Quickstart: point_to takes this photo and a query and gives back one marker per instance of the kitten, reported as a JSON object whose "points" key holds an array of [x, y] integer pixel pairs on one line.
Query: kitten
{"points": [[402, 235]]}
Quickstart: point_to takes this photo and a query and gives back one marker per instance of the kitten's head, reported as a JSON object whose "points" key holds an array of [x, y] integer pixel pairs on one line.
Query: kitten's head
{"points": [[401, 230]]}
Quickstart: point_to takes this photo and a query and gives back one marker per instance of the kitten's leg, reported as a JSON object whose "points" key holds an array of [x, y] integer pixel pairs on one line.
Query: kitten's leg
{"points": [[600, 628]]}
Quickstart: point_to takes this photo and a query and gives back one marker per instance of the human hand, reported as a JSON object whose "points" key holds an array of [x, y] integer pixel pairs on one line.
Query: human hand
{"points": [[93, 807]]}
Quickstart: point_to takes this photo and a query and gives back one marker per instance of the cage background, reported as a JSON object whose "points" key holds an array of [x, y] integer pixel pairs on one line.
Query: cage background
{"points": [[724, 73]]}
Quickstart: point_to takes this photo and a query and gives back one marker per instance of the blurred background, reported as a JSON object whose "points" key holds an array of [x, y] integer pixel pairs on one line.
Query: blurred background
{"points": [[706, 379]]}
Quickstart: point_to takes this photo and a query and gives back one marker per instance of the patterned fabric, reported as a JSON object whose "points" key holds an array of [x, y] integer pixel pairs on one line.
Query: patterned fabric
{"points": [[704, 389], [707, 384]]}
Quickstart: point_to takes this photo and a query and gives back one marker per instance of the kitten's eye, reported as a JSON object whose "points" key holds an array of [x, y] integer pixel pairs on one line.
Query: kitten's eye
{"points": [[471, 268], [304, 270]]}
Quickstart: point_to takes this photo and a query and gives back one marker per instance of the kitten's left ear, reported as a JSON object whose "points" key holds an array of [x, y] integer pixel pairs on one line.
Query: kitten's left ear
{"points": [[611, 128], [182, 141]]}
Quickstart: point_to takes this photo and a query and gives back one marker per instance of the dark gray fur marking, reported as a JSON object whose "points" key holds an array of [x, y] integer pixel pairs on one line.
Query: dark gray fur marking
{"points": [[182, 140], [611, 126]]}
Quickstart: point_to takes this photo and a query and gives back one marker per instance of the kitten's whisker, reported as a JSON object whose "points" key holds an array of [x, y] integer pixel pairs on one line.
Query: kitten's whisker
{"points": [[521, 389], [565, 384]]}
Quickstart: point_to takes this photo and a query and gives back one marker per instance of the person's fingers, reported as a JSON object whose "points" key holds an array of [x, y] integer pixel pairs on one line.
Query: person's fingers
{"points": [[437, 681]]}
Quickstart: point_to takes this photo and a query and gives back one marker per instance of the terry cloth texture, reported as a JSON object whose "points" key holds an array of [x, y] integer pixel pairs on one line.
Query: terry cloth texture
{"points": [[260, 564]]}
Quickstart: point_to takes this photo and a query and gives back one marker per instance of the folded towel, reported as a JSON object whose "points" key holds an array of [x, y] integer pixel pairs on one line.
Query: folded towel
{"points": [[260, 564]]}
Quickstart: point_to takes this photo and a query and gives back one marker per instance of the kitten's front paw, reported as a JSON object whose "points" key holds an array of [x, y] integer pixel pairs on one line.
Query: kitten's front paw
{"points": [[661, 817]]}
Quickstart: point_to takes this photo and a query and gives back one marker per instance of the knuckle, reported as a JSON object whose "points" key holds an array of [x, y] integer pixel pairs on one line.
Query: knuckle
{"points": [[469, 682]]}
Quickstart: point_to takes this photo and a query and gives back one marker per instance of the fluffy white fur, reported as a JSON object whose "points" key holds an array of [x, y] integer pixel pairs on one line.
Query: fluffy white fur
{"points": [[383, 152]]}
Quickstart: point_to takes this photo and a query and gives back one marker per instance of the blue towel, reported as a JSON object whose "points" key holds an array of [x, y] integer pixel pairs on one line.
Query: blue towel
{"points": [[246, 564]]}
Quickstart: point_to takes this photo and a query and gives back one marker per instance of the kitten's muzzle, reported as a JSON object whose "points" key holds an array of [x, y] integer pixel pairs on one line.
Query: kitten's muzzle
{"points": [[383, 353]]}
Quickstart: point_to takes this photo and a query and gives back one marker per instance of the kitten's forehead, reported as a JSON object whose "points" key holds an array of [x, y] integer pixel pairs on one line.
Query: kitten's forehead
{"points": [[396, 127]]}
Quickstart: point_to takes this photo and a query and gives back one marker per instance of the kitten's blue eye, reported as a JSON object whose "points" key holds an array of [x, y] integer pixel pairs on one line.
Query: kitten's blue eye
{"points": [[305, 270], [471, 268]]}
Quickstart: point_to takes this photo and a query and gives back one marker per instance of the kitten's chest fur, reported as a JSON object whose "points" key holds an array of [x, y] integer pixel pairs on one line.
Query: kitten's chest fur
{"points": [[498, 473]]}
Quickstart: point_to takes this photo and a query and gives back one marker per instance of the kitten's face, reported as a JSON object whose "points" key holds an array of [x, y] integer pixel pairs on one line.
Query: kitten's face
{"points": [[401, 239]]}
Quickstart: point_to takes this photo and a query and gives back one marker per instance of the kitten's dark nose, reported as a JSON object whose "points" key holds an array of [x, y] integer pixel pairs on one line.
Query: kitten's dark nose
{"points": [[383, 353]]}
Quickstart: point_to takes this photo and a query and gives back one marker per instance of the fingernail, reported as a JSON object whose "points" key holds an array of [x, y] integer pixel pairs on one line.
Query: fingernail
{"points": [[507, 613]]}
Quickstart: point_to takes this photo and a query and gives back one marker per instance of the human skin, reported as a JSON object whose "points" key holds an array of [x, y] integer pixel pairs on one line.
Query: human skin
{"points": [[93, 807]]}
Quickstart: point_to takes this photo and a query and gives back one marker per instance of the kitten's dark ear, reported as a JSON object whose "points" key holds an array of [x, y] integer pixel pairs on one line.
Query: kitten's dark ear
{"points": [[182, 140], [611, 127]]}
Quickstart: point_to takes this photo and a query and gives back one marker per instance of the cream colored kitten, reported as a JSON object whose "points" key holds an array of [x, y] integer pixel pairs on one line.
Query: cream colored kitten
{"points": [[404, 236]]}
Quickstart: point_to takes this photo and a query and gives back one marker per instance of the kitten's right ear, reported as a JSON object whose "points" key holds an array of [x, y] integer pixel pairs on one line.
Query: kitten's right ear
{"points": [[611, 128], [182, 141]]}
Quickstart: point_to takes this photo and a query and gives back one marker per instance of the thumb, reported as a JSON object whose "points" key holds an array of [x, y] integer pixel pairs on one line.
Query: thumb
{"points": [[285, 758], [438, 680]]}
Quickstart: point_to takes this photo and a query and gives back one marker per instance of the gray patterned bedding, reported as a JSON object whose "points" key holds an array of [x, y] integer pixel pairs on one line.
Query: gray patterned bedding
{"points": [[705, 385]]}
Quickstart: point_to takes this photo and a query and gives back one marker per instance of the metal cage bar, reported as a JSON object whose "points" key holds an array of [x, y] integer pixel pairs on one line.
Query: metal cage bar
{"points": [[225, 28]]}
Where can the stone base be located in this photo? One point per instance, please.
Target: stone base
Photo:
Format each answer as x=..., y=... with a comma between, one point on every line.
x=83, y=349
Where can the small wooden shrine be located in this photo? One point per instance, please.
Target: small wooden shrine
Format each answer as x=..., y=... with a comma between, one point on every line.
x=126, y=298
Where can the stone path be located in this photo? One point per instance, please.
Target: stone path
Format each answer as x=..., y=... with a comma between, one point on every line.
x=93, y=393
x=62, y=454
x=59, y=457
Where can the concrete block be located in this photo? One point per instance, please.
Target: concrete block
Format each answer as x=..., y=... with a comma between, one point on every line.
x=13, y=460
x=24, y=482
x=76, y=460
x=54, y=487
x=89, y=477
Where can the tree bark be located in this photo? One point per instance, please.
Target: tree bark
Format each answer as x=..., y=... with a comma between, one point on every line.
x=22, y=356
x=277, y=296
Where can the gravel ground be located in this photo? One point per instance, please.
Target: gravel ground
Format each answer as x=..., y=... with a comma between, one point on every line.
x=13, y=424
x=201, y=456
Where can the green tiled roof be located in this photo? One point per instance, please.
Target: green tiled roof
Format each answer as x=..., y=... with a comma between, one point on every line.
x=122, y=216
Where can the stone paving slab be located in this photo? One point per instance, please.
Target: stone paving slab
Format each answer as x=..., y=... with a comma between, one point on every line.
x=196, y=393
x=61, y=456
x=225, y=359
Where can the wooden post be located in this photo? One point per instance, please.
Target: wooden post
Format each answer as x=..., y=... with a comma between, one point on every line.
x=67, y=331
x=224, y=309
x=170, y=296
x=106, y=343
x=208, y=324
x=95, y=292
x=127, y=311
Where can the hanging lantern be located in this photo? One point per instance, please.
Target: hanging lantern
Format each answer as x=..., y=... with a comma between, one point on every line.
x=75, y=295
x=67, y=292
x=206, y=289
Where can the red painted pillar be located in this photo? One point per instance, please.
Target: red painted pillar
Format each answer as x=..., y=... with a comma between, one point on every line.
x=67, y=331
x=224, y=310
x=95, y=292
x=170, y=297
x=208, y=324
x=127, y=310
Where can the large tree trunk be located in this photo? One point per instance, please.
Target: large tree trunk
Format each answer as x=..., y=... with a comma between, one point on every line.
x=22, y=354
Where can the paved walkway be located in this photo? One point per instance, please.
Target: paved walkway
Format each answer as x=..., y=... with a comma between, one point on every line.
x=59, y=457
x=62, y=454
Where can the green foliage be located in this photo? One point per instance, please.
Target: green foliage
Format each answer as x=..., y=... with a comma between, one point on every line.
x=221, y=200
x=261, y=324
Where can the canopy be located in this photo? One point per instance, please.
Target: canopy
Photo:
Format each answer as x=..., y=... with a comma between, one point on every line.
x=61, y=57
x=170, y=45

----

Print precisely the lines from the one with "Where can the paved" through the end of the data above, adding nothing.

> Task solution:
Where can the paved walkway be located in this photo? One point per instance, please.
Target: paved walkway
Format each answer as x=..., y=... with a comma between, one point on every line.
x=59, y=457
x=62, y=454
Where can the green foliage be located in this photo? One point per instance, please.
Target: green foliage
Format each answer as x=..., y=... with a comma between, one point on every line.
x=221, y=200
x=261, y=324
Where can the canopy be located in this photo? One point per instance, please.
Target: canopy
Photo:
Format each answer as x=..., y=... with a comma between, one point on every line.
x=61, y=57
x=170, y=45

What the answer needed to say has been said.